● TASK INSTRUCTIONS:
Only the lines from the one containing "Mark a dot on each instance of the foliage" through the end of the entries should be repeated, exactly as they appear, first and last included.

········

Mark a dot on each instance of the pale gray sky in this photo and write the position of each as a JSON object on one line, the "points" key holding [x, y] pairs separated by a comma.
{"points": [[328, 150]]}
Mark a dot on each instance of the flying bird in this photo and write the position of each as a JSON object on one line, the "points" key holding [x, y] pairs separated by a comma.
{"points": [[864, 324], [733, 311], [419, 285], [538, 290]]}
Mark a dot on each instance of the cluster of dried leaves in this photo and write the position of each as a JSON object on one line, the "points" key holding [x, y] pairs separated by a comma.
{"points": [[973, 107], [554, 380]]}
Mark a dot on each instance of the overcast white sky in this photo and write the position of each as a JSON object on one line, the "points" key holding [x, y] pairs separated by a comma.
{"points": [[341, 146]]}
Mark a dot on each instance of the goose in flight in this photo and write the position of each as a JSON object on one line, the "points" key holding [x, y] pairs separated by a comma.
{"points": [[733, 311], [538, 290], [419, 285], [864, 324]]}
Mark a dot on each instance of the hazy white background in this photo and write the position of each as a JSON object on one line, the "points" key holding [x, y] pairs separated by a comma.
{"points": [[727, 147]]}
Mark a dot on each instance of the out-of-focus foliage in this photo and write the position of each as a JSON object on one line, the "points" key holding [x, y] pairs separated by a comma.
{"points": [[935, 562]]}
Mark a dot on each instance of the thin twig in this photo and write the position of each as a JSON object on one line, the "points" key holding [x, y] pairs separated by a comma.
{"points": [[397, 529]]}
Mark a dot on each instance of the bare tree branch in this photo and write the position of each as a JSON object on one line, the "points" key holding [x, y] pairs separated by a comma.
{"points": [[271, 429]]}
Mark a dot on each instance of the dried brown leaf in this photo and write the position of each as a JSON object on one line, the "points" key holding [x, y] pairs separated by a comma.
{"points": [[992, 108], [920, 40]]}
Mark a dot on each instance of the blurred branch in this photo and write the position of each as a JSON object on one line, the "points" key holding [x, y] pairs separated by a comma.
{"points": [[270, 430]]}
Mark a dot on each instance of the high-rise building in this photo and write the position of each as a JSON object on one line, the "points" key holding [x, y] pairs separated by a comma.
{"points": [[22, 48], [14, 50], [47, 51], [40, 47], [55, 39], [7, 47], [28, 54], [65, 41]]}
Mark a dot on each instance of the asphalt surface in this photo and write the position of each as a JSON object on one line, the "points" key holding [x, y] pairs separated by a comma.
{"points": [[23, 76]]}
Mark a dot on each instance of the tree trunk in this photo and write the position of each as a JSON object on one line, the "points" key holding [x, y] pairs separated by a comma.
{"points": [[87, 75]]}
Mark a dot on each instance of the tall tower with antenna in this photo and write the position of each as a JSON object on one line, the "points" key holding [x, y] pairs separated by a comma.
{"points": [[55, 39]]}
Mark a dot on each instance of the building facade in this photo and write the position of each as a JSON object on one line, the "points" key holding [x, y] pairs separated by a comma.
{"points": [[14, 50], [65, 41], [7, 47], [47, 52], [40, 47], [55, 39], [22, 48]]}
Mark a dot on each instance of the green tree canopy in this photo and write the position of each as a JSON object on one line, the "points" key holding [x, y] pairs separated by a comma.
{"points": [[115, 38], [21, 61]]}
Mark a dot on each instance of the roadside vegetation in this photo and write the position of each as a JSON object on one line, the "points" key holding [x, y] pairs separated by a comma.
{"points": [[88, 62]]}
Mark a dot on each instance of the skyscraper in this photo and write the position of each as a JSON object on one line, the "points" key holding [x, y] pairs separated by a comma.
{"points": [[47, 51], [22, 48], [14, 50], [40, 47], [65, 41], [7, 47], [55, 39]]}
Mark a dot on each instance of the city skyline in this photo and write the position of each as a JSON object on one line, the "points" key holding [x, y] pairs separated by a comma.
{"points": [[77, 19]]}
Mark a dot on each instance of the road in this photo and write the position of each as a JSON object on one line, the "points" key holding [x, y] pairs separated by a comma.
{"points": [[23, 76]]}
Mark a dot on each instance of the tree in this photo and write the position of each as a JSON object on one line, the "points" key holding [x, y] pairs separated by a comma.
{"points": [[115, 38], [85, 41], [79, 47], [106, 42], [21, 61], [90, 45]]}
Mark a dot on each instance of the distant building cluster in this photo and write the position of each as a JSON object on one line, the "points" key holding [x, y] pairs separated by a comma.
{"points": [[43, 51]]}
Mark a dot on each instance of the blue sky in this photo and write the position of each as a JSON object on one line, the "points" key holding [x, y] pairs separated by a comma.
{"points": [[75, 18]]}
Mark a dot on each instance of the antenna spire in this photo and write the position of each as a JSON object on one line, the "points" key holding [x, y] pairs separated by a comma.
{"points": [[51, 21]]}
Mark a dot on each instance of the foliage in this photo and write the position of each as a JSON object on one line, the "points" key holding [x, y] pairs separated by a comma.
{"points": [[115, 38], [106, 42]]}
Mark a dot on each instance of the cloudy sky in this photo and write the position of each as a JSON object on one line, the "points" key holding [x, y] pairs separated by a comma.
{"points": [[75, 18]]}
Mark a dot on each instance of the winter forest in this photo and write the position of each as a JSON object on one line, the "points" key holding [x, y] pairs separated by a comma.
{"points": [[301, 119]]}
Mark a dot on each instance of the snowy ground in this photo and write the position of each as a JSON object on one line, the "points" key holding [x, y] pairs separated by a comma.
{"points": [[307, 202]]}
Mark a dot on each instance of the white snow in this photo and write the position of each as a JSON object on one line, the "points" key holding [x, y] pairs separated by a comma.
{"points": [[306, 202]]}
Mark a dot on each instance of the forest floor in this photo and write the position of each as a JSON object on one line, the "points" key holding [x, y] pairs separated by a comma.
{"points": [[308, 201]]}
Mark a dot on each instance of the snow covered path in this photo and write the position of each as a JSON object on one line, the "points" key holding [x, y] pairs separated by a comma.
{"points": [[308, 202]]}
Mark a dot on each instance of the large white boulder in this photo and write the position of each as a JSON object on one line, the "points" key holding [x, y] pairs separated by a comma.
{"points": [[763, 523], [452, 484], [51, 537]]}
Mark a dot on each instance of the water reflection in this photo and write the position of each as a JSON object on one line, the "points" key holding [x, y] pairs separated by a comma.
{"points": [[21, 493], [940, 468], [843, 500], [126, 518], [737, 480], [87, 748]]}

········

● SOLUTION BELOW:
Mark a dot on each instance of the foliage in this photo and write the position of each as a JSON object on one line, the "points" key holding [x, y] pairs separated by a comma.
{"points": [[115, 38], [106, 42]]}
Mark a dot on each instance of the cloudy sky in this photo and write the position of each as a JSON object on one line, the "points" key holding [x, y] pairs separated by a comma.
{"points": [[75, 18]]}
Mark a dot on each instance of the winter forest in this photo and write the position of each as a JSON object on one line, the "points" key holding [x, y] pairs separated by a comma.
{"points": [[301, 119]]}
Mark a dot on each instance of the snowy ground in this photo and write the position of each as a JSON object on one line, the "points" key holding [x, y] pairs separated by a comma.
{"points": [[307, 202]]}
Mark a dot on each instance of the white snow in this photo and write the position of each as a JSON object on one line, the "points" key holding [x, y] pairs separated by a comma.
{"points": [[306, 202]]}
Mark a dot on each instance of the forest floor in this photo and write the position of each as a JSON object on one line, the "points" key holding [x, y] pairs separated by a comma.
{"points": [[308, 201]]}
Mark a dot on each instance of the snow covered path in this photo and write the position of each as a JSON object on one line, the "points" key holding [x, y] pairs separated by a comma.
{"points": [[308, 202]]}
Mark a dot on each instance of the large white boulder in this photo and write the position of each as a JSON object on one line, the "points" key holding [x, y] pairs separated by a comma.
{"points": [[763, 523], [452, 484], [51, 537]]}
Mark a dot on each instance of the water reflection in this photo and write the position of each as a JSON object on one line, the "points" key holding [x, y] pairs separated by a comma.
{"points": [[21, 493], [940, 468], [843, 500], [126, 518], [737, 480], [87, 748]]}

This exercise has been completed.